» MATERIAL FOR THIS EXERCISE
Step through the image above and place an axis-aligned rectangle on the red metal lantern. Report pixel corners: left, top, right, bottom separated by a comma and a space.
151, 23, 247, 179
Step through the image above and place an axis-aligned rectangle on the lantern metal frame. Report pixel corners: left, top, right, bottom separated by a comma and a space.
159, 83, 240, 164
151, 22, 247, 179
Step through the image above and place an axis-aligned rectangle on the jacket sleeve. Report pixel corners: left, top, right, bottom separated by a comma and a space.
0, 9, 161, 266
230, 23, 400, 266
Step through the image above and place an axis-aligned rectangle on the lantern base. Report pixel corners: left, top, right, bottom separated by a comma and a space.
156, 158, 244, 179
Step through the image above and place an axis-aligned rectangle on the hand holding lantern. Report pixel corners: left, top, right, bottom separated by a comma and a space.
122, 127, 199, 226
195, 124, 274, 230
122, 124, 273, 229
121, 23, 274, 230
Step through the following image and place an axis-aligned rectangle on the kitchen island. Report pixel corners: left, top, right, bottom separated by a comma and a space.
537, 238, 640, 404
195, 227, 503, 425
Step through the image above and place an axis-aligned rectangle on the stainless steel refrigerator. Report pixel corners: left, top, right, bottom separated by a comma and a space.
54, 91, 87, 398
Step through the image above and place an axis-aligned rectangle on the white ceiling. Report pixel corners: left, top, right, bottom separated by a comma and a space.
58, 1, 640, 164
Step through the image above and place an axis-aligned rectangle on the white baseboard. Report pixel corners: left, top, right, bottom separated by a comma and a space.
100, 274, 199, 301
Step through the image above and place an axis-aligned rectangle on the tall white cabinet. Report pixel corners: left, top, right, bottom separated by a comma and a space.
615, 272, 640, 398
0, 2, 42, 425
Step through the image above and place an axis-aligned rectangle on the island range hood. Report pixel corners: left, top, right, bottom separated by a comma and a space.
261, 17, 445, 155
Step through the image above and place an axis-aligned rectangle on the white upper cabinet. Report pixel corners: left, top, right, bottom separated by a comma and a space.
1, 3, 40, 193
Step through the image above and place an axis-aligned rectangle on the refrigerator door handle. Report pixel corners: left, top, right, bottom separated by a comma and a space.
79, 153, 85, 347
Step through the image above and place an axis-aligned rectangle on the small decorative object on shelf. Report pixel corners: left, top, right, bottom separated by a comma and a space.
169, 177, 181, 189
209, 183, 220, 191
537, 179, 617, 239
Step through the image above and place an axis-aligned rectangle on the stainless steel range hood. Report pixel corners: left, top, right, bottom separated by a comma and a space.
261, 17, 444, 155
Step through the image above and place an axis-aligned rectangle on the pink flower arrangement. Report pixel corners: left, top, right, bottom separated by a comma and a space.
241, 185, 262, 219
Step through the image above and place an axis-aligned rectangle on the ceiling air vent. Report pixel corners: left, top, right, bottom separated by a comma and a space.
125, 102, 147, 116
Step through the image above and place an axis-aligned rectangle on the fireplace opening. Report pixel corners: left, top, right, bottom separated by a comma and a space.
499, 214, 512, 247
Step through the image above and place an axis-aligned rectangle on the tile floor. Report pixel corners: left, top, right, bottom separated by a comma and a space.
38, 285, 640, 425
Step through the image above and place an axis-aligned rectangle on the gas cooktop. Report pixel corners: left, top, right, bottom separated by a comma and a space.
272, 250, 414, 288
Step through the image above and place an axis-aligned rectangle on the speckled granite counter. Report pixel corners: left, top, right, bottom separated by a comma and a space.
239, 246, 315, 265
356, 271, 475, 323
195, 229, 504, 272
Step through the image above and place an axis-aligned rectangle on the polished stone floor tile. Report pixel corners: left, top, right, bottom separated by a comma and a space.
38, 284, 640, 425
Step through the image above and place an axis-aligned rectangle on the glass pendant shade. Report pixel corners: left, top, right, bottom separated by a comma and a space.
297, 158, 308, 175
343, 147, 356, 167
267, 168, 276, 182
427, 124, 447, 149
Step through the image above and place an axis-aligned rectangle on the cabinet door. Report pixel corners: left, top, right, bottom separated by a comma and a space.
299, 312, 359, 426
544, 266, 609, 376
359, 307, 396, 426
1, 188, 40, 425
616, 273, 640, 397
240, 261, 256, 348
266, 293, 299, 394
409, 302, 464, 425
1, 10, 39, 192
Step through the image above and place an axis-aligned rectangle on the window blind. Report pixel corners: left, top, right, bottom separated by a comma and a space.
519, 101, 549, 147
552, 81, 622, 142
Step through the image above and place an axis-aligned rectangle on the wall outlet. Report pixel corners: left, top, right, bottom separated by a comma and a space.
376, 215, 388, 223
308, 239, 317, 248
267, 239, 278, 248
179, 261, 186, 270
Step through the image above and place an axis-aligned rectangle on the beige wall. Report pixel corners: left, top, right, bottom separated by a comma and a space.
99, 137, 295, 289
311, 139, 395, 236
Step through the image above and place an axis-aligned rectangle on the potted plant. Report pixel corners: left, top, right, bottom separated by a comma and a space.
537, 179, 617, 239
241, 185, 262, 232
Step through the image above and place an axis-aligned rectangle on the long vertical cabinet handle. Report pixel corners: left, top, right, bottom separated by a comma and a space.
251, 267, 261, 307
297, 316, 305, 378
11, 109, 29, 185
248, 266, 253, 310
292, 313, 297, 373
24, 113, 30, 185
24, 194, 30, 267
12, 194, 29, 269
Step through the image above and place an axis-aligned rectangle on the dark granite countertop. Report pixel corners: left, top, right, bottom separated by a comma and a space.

» WHAT THE TASK ASKS
From the first line to the last, give the data again exactly.

» RESPONSE BOX
Step through the image above and place an axis-aligned rectangle on the red metal lantern. Report pixel corners: left, top, right, bottom separated by a comma and a space.
151, 23, 247, 179
Step through the image above and place an axis-aligned rectangle on the lantern metal frame. Report pixel corners: left, top, right, bottom separated by a comma and a space.
159, 83, 240, 164
151, 22, 247, 179
Step through the image above and place an axis-aligned rectangle on the jacket sleeve. Report pixel corners: left, top, right, bottom separated by a comma and a space.
0, 9, 161, 266
230, 23, 400, 266
Step through the image above and place an axis-aligned rectangle on the lantern base. Report pixel corners: left, top, right, bottom separated by a comma and a space.
156, 158, 244, 179
Step through the image above and place an axis-aligned rectangle on the hand holding lantern. Report pixel corners: left, top, right, bottom separated by a comma and a space.
122, 127, 199, 226
195, 124, 274, 230
122, 124, 273, 229
121, 23, 274, 230
Step through the following image and place an axis-aligned rectangle on the kitchen island. Report pixel corners: left, top, right, bottom separated by a comma and a space.
537, 238, 640, 404
195, 227, 503, 425
Step through the image above and place an axis-aligned rectangle on the stainless steel refrigerator. Report pixel corners: left, top, right, bottom separated by a comma and a space.
54, 91, 87, 398
Step through the image above and place an axis-aligned rectangle on the white ceiling. Report pixel corners: left, top, right, bottom separated by a comma and a space.
58, 1, 640, 164
Step through the image above and place an axis-aligned rectangle on the white baseboard. Report pixel corners: left, top, right, bottom separated by a comma and a space.
100, 274, 199, 301
Step through the image above and place an axis-aligned rectangle on the tall white cabinet. Report pixel corners: left, top, right, bottom separated by a comma and a space.
615, 272, 640, 398
0, 2, 42, 425
Step through the image above and place an axis-aligned rectangle on the island range hood. Report pixel corners: left, top, right, bottom separated by a comma and a space.
261, 17, 445, 155
Step through the image above and place an axis-aligned rectangle on the white upper cabinet. Report pixel corners: left, top, right, bottom separated by a comma and a space.
1, 3, 40, 193
Step through the image above and place an axis-aligned rectangle on the refrigerator door handle. Report pixel corners: left, top, right, bottom separated by a comma and a space.
79, 153, 85, 347
Step through the image above and place an axis-aligned rectangle on the small decorative object on shelf. Report pixel corners: left, top, right, bottom separated by a comma and a space.
169, 177, 181, 189
209, 183, 220, 191
537, 179, 617, 239
Step through the image above and place an axis-aligned rectangle on the stainless steel range hood. Report pixel corners: left, top, right, bottom separated by a comma and a space.
261, 17, 444, 155
Step through the image above and place an axis-aligned rectangle on the pink flower arrangement. Report pixel corners: left, top, right, bottom separated by a comma and a space.
241, 185, 262, 219
Step through the image above and place an axis-aligned rectangle on the ceiling air vent. Report pixel corners: left, top, right, bottom separated by a comma and a space.
125, 102, 147, 116
Step through the image above and place an axis-aligned rectangle on the fireplace opening. Report pixel corners: left, top, right, bottom separated by a comma and a space.
499, 214, 512, 247
Step through the image above and place an axis-aligned rectangle on the tile floor. Report pixel corners: left, top, right, bottom separated by a comma and a space.
38, 285, 640, 425
Step through the image above and place an axis-aligned rectangle on the gas cooktop. Report pixel corners: left, top, right, bottom separated by a comma and a space.
272, 250, 414, 288
Step through the image above and place an axis-aligned rectangle on the speckled granite counter. Report pixel corners: left, top, right, bottom separated by a comma and a space.
239, 246, 315, 265
356, 271, 475, 323
195, 229, 504, 272
Step through the image above and place an axis-aligned rectangle on the polished stone floor tile. Report pixel corners: left, top, right, bottom separated by a comma and a space.
38, 284, 640, 425
Step through the image above and place an axis-aligned rectangle on the glass pendant shade. Report pixel corners: left, top, right, bottom separated by a comma and a space.
297, 158, 308, 175
343, 147, 356, 167
267, 168, 276, 182
427, 124, 447, 149
Step through the image above and place an axis-aligned rectangle on the cabinet door. Report pixel corners: left, top, right, bottom separated by a comma and a space.
299, 312, 359, 426
544, 266, 609, 376
359, 307, 396, 426
1, 188, 40, 425
616, 273, 640, 397
240, 261, 256, 348
266, 293, 299, 394
409, 302, 464, 425
1, 10, 39, 192
Step through the image above and place an axis-aligned rectangle on the window blind. Report pixel corners: left, top, right, bottom separated by a comma and a space.
519, 101, 549, 147
552, 81, 622, 142
Step through the image above and place an axis-aligned rectangle on the wall outlet. Report pixel corners: left, top, right, bottom separated by a comma and a space.
376, 215, 388, 223
308, 239, 317, 248
267, 239, 278, 248
179, 261, 186, 270
Step through the image above and place an axis-aligned rectangle on the beige wall. Report pixel corners: left, top, right, bottom separated by a comma and a space.
99, 137, 295, 289
311, 139, 395, 236
Step through the image above and place an axis-aligned rectangle on the potted plant. Report pixel corners: left, top, right, bottom separated by a comma and a space.
537, 179, 617, 239
241, 185, 262, 232
Step through the image above and place an axis-aligned rectangle on the long vertical cabinet handle. Report pixel corners: left, top, right, bottom separated by a comma and a space.
251, 267, 261, 307
297, 316, 305, 378
11, 109, 29, 185
248, 266, 253, 310
292, 313, 297, 373
24, 113, 30, 185
24, 194, 30, 267
12, 194, 29, 269
Step through the image above and place an axis-aligned rectangle on the dark granite countertop. Report pixel corners: left, top, right, bottom separated by a comma and a space.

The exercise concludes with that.